• [Task goal]
Copy out, exactly as written, only the line containing "for every instance of the mountain ridge, set" and the lines after it through the end of the records.

• [Items]
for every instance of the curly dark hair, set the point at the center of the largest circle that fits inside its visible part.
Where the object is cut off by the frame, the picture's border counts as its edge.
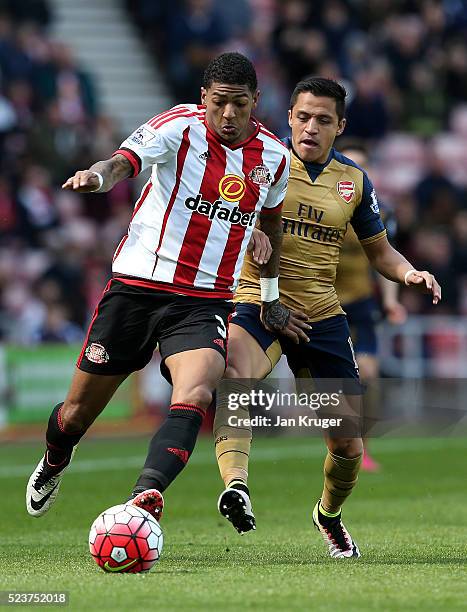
(233, 69)
(320, 86)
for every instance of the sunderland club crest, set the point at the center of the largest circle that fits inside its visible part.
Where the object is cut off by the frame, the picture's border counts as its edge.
(346, 190)
(261, 175)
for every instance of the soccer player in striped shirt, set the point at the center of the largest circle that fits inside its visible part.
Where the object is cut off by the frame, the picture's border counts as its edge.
(215, 171)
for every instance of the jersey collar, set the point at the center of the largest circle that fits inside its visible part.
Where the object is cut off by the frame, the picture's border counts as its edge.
(313, 169)
(238, 145)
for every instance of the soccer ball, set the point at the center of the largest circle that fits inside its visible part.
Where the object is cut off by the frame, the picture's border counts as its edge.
(125, 538)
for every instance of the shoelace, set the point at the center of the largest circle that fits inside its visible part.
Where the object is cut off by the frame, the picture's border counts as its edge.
(338, 536)
(43, 477)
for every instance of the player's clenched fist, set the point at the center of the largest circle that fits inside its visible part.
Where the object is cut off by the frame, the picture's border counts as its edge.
(425, 281)
(84, 181)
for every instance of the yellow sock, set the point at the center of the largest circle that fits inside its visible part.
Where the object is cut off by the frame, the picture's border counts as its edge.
(340, 477)
(232, 443)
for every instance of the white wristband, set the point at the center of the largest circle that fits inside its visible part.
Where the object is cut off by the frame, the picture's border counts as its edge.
(269, 289)
(100, 179)
(407, 274)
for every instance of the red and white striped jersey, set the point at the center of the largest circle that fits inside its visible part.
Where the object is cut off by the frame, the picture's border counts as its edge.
(195, 215)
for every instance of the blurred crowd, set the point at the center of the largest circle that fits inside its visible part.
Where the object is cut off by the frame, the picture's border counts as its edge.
(55, 246)
(403, 63)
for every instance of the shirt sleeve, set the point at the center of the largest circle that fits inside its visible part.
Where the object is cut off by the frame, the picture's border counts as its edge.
(144, 147)
(366, 219)
(276, 193)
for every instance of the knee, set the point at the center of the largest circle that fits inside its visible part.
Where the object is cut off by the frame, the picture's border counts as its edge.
(232, 371)
(349, 448)
(200, 395)
(73, 417)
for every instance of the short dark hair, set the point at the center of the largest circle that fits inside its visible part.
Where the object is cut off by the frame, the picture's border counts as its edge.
(320, 86)
(233, 69)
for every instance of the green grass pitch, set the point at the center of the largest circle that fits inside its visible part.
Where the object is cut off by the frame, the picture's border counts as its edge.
(409, 521)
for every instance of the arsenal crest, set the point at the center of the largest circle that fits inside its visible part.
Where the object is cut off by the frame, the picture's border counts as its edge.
(260, 175)
(96, 353)
(346, 190)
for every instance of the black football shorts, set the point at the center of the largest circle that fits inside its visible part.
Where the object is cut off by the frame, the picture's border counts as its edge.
(130, 321)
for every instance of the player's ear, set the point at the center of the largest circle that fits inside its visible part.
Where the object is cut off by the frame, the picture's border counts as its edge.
(256, 97)
(341, 126)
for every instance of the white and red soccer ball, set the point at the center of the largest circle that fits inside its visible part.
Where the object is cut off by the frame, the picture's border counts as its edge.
(125, 538)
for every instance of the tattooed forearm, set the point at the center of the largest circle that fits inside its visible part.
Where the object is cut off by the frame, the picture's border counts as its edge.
(275, 315)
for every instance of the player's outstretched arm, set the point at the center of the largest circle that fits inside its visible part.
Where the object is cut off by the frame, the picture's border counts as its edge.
(259, 247)
(101, 176)
(394, 266)
(395, 312)
(274, 315)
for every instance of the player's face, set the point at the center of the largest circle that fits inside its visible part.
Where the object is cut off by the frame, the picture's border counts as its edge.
(315, 125)
(228, 110)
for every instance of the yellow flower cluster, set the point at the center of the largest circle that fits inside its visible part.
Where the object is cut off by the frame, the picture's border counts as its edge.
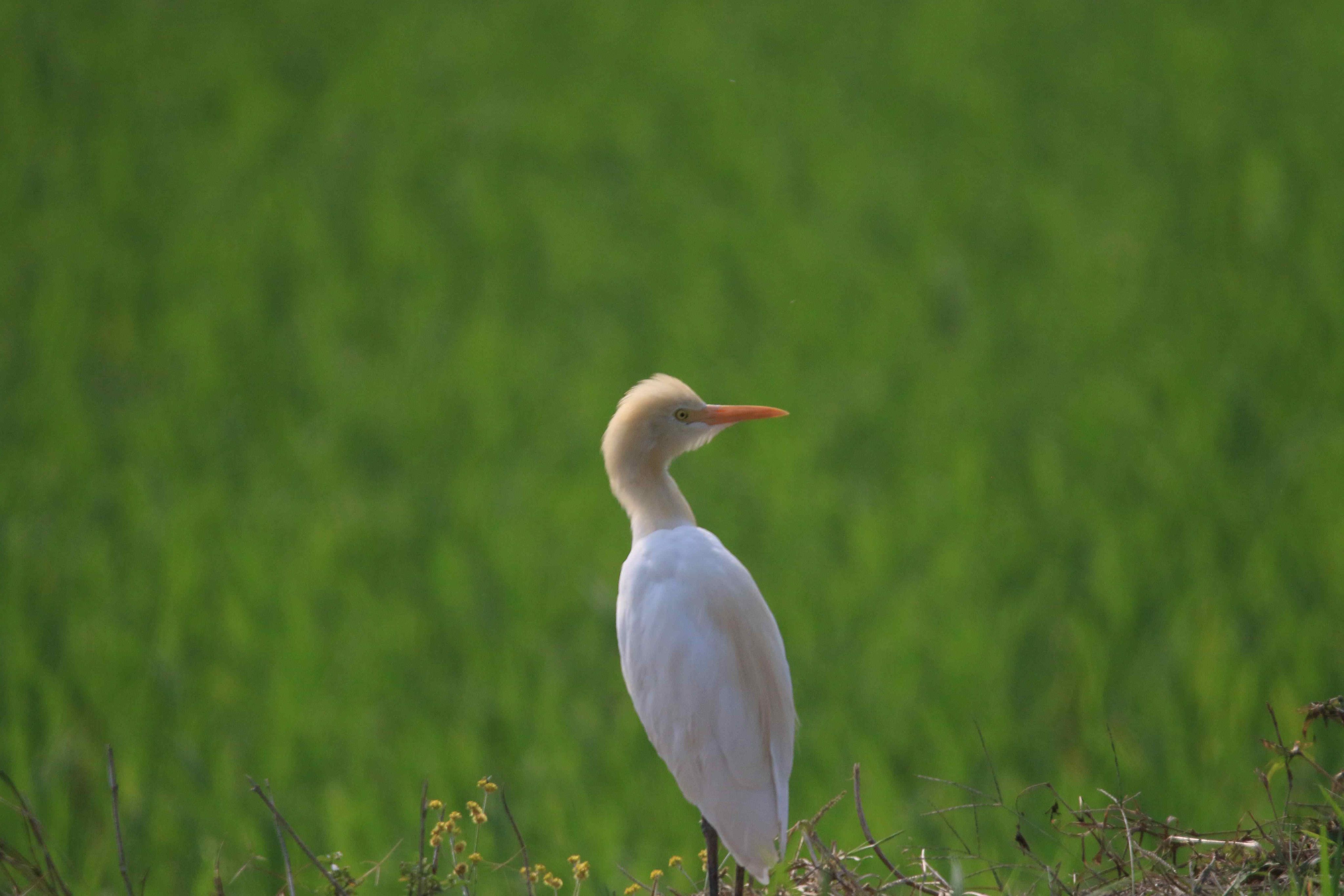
(441, 828)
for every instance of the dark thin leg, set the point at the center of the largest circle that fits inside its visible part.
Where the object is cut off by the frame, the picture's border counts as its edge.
(711, 854)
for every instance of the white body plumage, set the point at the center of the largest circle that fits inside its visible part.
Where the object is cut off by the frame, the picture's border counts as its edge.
(701, 651)
(705, 664)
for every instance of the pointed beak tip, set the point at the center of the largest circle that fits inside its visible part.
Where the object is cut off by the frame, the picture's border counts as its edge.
(725, 414)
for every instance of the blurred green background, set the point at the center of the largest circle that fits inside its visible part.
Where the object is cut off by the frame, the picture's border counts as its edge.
(314, 315)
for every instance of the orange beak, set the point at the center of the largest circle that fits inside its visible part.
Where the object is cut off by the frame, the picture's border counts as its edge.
(725, 414)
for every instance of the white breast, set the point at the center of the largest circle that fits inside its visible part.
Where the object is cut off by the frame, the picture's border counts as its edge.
(705, 664)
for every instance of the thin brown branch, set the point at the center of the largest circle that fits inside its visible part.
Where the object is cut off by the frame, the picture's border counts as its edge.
(527, 867)
(284, 851)
(116, 821)
(299, 840)
(34, 828)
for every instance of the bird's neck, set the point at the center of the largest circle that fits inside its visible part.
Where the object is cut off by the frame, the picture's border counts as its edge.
(651, 497)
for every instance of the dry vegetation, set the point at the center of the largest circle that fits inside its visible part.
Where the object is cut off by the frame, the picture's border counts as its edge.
(1113, 847)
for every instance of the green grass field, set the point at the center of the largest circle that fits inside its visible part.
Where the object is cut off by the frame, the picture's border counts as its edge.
(312, 316)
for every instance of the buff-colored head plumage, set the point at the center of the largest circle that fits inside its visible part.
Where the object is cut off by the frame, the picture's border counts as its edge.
(655, 422)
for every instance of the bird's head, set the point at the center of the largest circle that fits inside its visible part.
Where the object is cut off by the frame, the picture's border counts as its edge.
(662, 418)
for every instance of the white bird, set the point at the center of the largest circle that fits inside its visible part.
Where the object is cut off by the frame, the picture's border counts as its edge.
(701, 651)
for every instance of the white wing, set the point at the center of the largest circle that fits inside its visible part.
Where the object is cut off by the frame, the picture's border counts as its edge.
(705, 664)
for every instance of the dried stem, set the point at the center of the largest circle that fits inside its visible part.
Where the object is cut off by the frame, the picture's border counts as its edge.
(116, 821)
(271, 805)
(527, 867)
(284, 849)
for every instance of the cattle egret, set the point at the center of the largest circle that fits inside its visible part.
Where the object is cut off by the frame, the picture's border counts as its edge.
(701, 652)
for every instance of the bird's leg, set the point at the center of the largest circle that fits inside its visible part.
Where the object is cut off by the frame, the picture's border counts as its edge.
(711, 856)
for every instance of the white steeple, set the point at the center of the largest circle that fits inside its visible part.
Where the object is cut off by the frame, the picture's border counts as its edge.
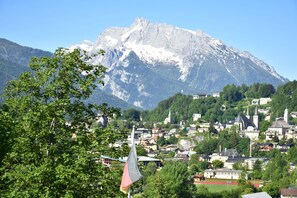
(286, 115)
(248, 113)
(256, 118)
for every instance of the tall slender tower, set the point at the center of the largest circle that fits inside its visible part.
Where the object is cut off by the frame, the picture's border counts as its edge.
(248, 113)
(256, 118)
(286, 115)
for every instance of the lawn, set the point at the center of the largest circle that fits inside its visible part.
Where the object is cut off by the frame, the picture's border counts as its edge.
(218, 187)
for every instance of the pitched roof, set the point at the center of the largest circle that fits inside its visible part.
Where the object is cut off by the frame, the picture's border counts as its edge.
(257, 195)
(289, 192)
(244, 120)
(280, 123)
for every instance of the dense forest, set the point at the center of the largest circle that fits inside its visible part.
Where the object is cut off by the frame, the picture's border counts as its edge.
(232, 101)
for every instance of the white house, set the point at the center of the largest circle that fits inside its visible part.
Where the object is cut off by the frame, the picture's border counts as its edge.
(222, 173)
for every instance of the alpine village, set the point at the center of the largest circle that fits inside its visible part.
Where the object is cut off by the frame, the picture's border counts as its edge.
(238, 142)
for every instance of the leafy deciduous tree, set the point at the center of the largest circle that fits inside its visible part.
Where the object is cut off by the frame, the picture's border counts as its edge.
(53, 150)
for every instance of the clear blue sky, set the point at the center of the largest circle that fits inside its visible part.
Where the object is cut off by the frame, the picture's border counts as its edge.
(266, 28)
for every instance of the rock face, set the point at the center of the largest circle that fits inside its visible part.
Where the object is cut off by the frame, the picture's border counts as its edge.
(148, 62)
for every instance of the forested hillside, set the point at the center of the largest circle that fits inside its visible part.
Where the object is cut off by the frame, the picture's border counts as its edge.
(232, 101)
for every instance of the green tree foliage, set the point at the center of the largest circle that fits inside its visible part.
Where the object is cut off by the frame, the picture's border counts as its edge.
(217, 164)
(272, 189)
(258, 90)
(231, 93)
(52, 147)
(131, 115)
(292, 154)
(257, 170)
(277, 168)
(232, 100)
(285, 97)
(172, 181)
(207, 146)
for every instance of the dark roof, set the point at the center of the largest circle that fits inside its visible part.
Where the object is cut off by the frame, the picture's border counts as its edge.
(280, 124)
(257, 195)
(289, 192)
(244, 120)
(236, 159)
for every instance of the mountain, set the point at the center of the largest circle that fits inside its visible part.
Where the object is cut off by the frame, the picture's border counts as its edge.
(148, 62)
(14, 59)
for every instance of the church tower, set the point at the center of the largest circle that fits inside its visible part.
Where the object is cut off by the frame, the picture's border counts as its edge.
(248, 113)
(286, 115)
(256, 118)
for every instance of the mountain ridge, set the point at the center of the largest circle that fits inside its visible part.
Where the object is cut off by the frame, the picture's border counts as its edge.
(190, 61)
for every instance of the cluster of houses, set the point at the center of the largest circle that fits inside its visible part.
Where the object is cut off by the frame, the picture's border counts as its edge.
(247, 125)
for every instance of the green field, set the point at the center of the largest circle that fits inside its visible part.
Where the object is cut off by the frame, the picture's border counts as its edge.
(218, 187)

• [Reply]
for every instance of the mountain ridge, set the point at the center of the largest circle that fits inside its visible part.
Where the object is cut off by the frame, the picture's border counts as its edge.
(190, 61)
for every instance of the cluster of houses, set the point at the center of the largest circle that fits inside its visible part.
Where the object is cut off by the frame, the picture's border counts as its edge.
(247, 125)
for every instance of the green field, set the point at the center of the largest circle that fits inside its visible part.
Where the object is cut off by the frame, the picture's border counts as its edge.
(218, 187)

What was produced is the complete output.